To be done:
Edit the rows below so that every "giving one point per instance" becomes "marking each instance with a single point", with nothing else changed. Leave the pictures out of your version.

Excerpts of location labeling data

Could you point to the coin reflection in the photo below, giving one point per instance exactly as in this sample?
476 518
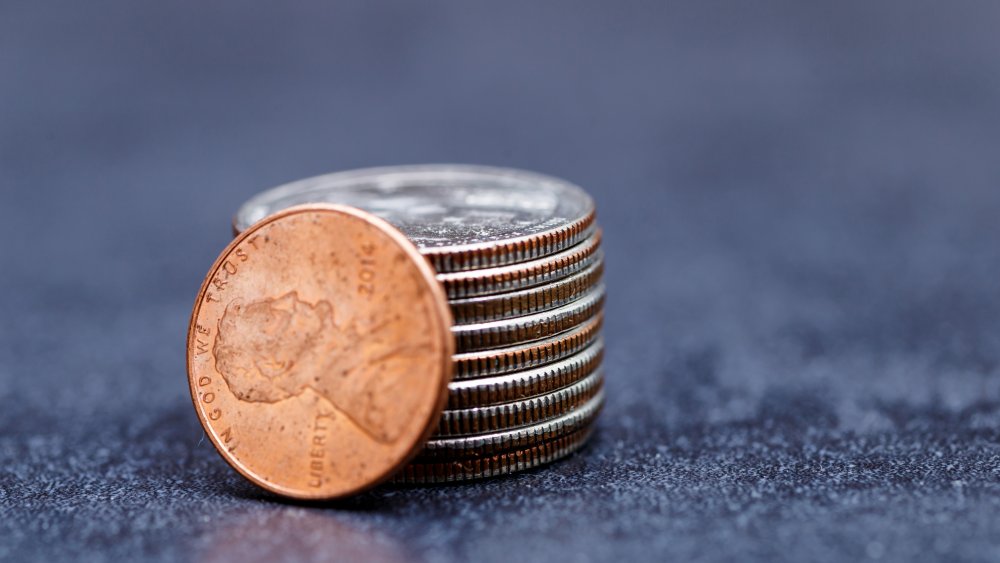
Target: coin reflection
297 534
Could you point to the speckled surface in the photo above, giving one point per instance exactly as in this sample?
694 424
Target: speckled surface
800 206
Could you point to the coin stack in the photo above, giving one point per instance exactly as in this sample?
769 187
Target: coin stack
518 255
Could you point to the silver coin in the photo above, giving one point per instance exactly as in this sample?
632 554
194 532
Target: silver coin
515 277
507 440
433 471
499 361
527 301
521 385
460 217
507 416
509 332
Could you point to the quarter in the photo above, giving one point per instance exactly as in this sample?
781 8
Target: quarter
460 217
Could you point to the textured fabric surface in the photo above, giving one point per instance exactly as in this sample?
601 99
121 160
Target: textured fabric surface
801 209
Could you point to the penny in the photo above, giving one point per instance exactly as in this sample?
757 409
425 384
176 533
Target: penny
447 471
508 440
319 352
460 217
517 386
499 361
509 332
526 301
490 281
506 416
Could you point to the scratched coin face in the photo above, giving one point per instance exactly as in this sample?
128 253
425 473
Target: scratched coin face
319 352
460 217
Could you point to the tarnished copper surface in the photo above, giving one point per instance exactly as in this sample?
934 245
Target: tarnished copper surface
319 352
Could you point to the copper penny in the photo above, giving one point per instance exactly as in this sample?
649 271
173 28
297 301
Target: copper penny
319 352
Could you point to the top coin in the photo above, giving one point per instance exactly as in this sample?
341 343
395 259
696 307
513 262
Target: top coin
319 352
460 217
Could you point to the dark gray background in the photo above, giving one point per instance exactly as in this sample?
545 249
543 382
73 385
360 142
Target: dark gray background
801 207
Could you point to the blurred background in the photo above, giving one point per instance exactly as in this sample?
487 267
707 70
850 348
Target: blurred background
800 203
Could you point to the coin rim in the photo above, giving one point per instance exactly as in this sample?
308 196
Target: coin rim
529 301
443 319
457 423
522 385
512 359
480 255
525 275
496 465
505 333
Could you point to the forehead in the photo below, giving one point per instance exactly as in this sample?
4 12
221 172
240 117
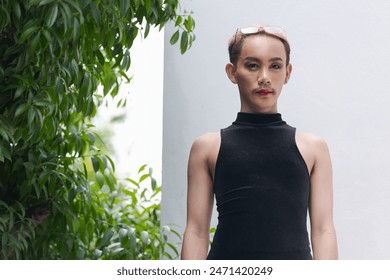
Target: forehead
263 47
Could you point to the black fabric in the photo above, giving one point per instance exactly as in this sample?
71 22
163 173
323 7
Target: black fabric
262 188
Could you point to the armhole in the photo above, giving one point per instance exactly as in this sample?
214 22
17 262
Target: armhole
299 152
218 159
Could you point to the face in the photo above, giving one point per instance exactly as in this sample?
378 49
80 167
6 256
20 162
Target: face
260 73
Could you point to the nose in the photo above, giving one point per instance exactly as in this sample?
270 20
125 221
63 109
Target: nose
263 77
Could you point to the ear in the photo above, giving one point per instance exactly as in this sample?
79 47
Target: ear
288 73
231 72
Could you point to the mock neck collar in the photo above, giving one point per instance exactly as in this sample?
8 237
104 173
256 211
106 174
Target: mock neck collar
259 119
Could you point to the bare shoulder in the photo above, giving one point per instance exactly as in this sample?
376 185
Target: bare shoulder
313 148
205 150
312 141
206 142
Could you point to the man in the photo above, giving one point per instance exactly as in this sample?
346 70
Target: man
264 174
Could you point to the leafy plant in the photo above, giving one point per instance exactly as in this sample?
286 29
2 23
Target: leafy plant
53 56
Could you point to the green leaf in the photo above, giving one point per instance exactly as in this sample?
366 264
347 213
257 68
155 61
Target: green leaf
179 20
175 37
52 15
28 32
21 109
45 2
107 236
17 10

Output of the exercise:
Could you point to the coin reflection in the photo below, marking each instance with a single point exactly as in this sample?
476 518
Target: coin reflection
297 534
Could you point to the speckled surface in the photo above, marking each instance with a single point exactly as in this sample?
694 424
Target: speckled surface
800 206
Could you point to the coin stack in the photo above, marking each instance with a single point exactly as in this sample?
769 187
Target: coin stack
518 255
Could you point to the silver coin in the photo above, marking each instance with a single point exactly as in this sample?
632 554
194 532
Target: silver coin
515 277
507 440
433 471
499 361
527 301
521 385
460 217
507 416
509 332
Could you point to the quarter in the photo above, marking each instance with a single point exactly as in this sample?
781 8
Target: quarter
460 217
Could you point to the textured fabric surface in the photo above, marking each instance with a single point exactly as in this sample?
601 99
121 160
Target: textured fabric surface
801 209
Could you point to the penny in the photo above, marking each instance with a single point exactly as in this sample?
757 409
425 384
176 533
Target: penny
447 471
508 440
319 352
460 217
517 386
499 361
509 332
526 301
490 281
506 416
Could you point to the scratched coin face in the photo above, marking each instance with a single point exactly as in this sample?
128 253
425 473
Target: scratched coin face
319 352
460 217
Could you point to the tarnished copper surface in the photo above, marking each instance with a single point exactly as in this sample?
934 245
Target: tarnished copper surface
319 352
Could you point to the copper penny in the photo above, marking each instance with a single point exactly as in this sample?
649 271
173 28
297 301
Target: copper penny
319 352
Could you point to the top coin in the photo above, marking each instance with a single point exactly as in this sample?
341 343
395 259
696 307
513 262
Target: top coin
319 352
460 217
Could you point to the dark gray background in the photo above, marking each instance with a single point exactly as in this sample?
545 249
543 382
73 385
360 142
Target: dark gray background
801 207
Could you point to the blurred background in the photo above, marking each instance with a single point exactly as in this sample?
487 267
707 70
850 348
Target: blurred background
800 203
Could you point to the coin rim in the photo above, marking each instance with a single point exactly as in this sample?
308 196
Target: coin rim
529 301
443 319
457 423
522 385
512 359
480 255
525 275
496 465
505 333
Could you point to the forehead in the photo below, marking each instance with a single point exactly as in this sample?
4 12
221 172
240 117
Target: forehead
263 47
Could you point to the black fabric in the photo above, marking each instance with a single point exactly as in this sample?
71 22
163 173
323 7
Target: black fabric
262 188
Could you point to the armhole in the photo above, marking each instance with a single point exactly as in this sample?
214 22
17 262
Target: armhole
299 152
218 159
Could you point to the face in the photo above, marking each instance with a single point exactly as in this sample?
378 49
80 167
6 256
20 162
Target: face
260 73
Could you point to the nose in the photo above, marking each instance with a single point exactly as in this sample?
270 20
125 221
63 109
Target: nose
263 77
Could you point to the ear in the photo above, marking each instance with a single point exactly as in this sample?
79 47
Target: ear
288 73
231 72
Could you point to the mock neck collar in the photo above, marking each instance with a single point exactly as in this sample?
8 237
104 173
256 211
106 174
Target: mock neck collar
259 119
Could you point to the bare shoulder in the photo above, marking each instance with a single point exactly as in this sample?
376 185
Target: bare shoulder
313 148
205 150
312 141
206 142
Could you point to the man in the photo above, marking each instance with a single point exactly as in this sample?
346 70
Target: man
264 174
Could you point to the leafy plant in the photo above, marking each instance with a single point exactly as in this sample?
286 29
2 23
Target: leafy plant
53 56
Could you point to the green leaf in the photo above, marking each instance with a single point exactly as in this sample?
366 264
347 213
257 68
155 61
Target: green leaf
179 20
175 37
52 15
28 32
21 109
45 2
107 236
17 10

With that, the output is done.